**TAREFAS A REALIZAR:**
a. Indique se cada afirmação está de acordo com o texto sobre a representação feminina na política, respondendo sim ou não e citando literalmente as palavras decisivas do texto: (i) Priscilla Brito afirma que, neste ano, as mulheres serão a maioria do eleitorado; (ii) Arlete Sampaio exerce seu segundo mandato na Câmara Legislativa; (iii) Camila Santos considera que basta mudar as regras para que as mulheres ocupem o espaço político de forma igualitária.
b. Prossiga o texto sobre a representação feminina na política a partir de sua última frase.

===== TEXTO PARA ANÁLISE

Socióloga e assessora técnica do Centro Feminista de Estudos e Assessoria (Cfemea), Priscilla Brito também acredita que a representação feminina na política precisa de um espaço maior. "As mulheres são maioria da população e, este ano, vão ser a maioria do eleitorado — são mais de oito milhões de mulheres a mais do que homens votando", destaca. "Apesar do tema ter ganhado espaço e importância na sociedade, a gente ainda tem um longo caminho pela frente, até chegarmos na paridade."
Mudança de cultura
Assim como as ativistas, a especialista Camila Santos considera que o ambiente político atual possui grupos masculinizados. "A violência de gênero também é muito comum e, infelizmente, muitas mulheres que adentram a política sofrem com isso, fator que desincentiva outras mulheres a seguir o mesmo rumo", argumenta a cientista política. "Então, além das regras, temos que mudar a cultura da sociedade como um todo, para que as mulheres consigam ocupar o espaço político de forma igualitária, com o mesmo poder de decisão e de voz que os homens têm hoje."
Quem já passou por situações como as que foram expostas pela especialista, é a deputada distrital Arlete Sampaio (PT). Exercendo seu terceiro e último mandato na Câmara Legislativa (CLDF), após anunciar a aposentadoria da política, a parlamentar afirma que não é fácil ser mulher no cenário atual. "O machismo é um fenômeno presente de forma permanente na nossa sociedade, inclusive dentro dos partidos", reconhece.
Arlete conta que já passou por situações de preconceito dentro da própria CLDF. "Fiz uma proposta e, pelo simples fato de ser mulher, ninguém deu ouvidos. Aí, quando um homem repetiu tudo que propus anteriormente, ele foi escutado", comenta a distrital, que conclui alertando que o preconceito com as mulheres é permanente. "Se nós (mulheres) não lutarmos pelo nosso espaço, seremos 'engolidas' pelo machismo que toma conta da política local e nacional."

==========
===== DADOS

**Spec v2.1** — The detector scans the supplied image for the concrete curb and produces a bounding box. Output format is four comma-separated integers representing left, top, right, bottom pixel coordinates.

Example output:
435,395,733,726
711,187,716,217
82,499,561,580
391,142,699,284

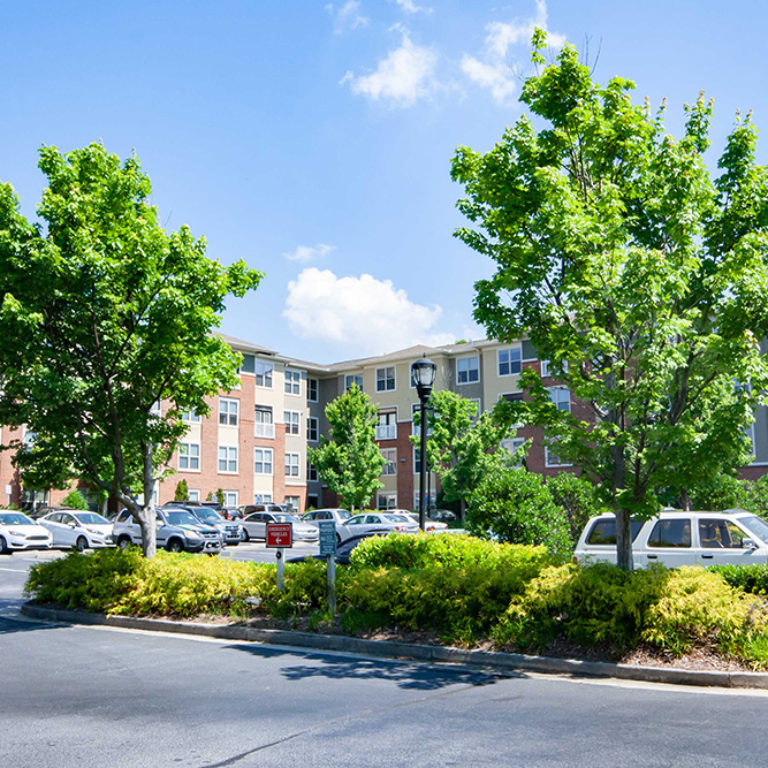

==========
===== DADOS

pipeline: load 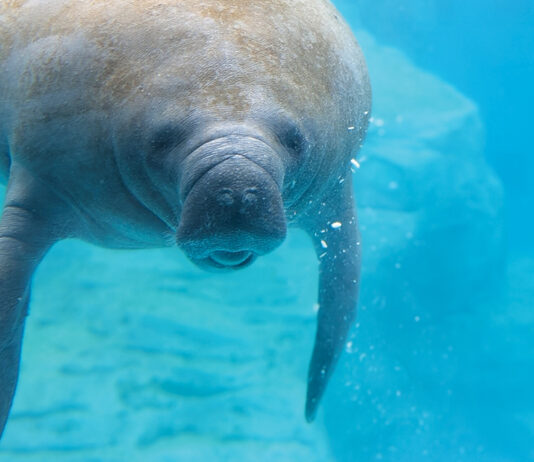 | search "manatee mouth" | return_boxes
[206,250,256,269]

==========
===== DADOS

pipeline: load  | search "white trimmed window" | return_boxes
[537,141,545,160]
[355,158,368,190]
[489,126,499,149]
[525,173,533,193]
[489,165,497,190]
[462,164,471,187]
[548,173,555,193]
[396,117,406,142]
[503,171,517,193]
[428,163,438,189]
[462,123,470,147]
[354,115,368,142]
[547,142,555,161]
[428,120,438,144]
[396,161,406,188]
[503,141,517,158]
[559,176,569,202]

==========

**RESPOSTAS:**
a.
(i) Sim: "este ano, vão ser a maioria do eleitorado".
(ii) Não: "Exercendo seu terceiro e último mandato na Câmara Legislativa (CLDF)".
(iii) Não: "além das regras, temos que mudar a cultura da sociedade como um todo".

b.
A ex-deputada federal Maria José da Conceição (PSol), mais conhecida como Maninha, também enfrentou grandes desafios durante sua vida política. No entanto, a parlamentar destaca que sofreu preconceito antes mesmo de seus mandatos. "Venho do movimento sindical brasileiro, espaço que é extremamente machista e preconceituoso. Eu vivi isso na pele, como presidente do Sindicato dos Médicos durante muito tempo", comenta.
A transição para a vida política partidária se fez da mesma forma, segundo Maninha. "Apesar de os partidos de esquerda dizerem que lutavam pela participação feminina em seu universo, na minha época, a discriminação também existia por lá", critica. "As principais figuras partidárias de comando dentro dos partidos eram masculinas. Para as mulheres, sobravam apenas as secretarias menos expressivas", ressalta.
Fiscalização exemplar
Além da mudança cultural, a cientista política Camila Santos destaca que é preciso acompanhamento e fiscalização, para que as legislações sejam cumpridas e aqueles que não cumpram as normas, sejam punidos. "Em 2018, por exemplo, já se aplicava a regra dos 30%. Contudo, os partidos colocaram candidaturas femininas laranjas, apenas para dizer que seguiram a lei, mas não disponibilizaram recursos para elas naquele ano", afirma Camila, com o aval de Letícia, do Elas no Poder. "As desigualdades se refletem, principalmente, no apoio político, financeiro e técnico para as campanhas femininas, o que prejudica muito as chances de vitória", observa. "É preciso avançar no debate e entender que não basta a cota na 'largada' da campanha política, mas também na 'chegada', por meio da reserva de cadeiras, especialmente no Poder Legislativo", conclui.